START Excerpted records

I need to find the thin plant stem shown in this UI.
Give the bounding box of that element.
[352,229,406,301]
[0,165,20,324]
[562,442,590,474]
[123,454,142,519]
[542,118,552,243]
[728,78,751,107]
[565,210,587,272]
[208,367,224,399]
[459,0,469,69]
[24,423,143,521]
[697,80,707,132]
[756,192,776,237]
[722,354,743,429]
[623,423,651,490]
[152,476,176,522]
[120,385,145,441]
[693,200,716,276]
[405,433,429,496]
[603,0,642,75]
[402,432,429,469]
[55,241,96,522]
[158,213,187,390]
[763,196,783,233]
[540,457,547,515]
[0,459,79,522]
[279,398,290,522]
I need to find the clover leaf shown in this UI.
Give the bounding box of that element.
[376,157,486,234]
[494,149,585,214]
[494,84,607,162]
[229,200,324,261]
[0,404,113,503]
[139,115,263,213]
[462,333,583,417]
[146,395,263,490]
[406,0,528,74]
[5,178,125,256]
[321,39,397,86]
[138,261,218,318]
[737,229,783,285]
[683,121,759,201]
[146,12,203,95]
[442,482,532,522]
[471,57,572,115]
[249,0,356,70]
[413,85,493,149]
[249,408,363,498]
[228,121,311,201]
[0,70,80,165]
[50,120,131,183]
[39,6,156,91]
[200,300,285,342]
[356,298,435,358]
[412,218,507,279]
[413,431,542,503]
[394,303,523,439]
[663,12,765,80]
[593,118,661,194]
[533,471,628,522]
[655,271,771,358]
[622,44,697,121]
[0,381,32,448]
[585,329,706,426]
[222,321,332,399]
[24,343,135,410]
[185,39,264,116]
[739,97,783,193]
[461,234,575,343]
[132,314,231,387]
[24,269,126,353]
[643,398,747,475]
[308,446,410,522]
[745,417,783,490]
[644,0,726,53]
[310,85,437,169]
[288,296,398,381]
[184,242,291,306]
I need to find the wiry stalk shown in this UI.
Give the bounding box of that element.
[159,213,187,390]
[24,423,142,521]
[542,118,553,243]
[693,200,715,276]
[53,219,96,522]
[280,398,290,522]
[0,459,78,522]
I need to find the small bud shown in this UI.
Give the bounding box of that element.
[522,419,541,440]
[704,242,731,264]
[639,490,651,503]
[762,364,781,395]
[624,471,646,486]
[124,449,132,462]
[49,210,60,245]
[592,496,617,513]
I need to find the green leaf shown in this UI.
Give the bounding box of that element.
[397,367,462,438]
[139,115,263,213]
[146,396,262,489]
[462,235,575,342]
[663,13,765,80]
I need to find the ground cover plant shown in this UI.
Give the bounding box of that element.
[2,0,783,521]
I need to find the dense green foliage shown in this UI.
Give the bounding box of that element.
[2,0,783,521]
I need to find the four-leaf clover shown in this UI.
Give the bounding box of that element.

END Excerpted records

What you should do
Every line of the records containing the word "clover" must appear in the answer.

Your solution
I need to find the clover leaf shown in this UI.
I need to find the four-leaf clover shown in this UI.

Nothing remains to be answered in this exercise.